Copy out the lines word for word, from the line containing "Note to the class: identify the green leafy" through the line containing "(1187, 756)".

*** Raw data

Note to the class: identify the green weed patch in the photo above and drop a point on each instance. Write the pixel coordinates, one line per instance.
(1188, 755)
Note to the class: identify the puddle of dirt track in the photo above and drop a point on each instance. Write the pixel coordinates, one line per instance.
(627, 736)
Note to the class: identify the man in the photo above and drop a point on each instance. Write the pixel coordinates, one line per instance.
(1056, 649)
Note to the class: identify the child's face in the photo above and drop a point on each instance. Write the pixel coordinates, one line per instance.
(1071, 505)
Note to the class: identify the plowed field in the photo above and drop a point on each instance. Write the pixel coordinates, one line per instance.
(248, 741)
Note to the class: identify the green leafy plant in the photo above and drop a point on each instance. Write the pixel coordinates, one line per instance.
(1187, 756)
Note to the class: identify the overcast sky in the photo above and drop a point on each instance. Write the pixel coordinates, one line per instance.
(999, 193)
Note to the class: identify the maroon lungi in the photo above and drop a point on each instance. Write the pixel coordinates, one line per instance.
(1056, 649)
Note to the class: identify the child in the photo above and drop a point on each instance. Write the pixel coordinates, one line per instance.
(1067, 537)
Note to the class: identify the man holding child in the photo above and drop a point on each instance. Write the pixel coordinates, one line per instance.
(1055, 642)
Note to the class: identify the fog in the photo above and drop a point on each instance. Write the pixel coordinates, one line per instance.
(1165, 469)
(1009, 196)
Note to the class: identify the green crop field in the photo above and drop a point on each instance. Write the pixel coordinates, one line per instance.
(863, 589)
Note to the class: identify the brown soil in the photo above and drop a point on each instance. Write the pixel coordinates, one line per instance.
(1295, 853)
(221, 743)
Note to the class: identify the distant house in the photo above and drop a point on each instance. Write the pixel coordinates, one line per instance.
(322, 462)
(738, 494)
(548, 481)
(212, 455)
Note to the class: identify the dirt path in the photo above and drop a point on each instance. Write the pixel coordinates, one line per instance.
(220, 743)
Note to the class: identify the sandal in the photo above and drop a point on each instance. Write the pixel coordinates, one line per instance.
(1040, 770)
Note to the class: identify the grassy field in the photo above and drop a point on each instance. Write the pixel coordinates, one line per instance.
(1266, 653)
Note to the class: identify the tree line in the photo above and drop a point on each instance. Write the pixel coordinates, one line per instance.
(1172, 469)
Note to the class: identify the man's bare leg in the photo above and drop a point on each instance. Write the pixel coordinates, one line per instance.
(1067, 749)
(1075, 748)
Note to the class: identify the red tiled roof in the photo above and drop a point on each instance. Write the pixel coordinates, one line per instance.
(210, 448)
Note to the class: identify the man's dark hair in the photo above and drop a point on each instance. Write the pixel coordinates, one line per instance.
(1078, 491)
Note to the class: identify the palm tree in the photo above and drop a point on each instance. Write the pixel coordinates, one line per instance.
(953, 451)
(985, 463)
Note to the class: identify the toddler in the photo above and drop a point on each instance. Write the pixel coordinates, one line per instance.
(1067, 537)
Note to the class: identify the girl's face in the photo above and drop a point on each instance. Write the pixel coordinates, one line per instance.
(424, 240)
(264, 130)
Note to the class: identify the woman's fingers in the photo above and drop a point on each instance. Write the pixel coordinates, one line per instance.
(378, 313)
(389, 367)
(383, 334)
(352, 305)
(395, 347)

******

Result of the task:
Note to the class: identify the green leafy plant in the photo above and drop a point on each instance. Write the pixel coordinates, one line per instance.
(1187, 756)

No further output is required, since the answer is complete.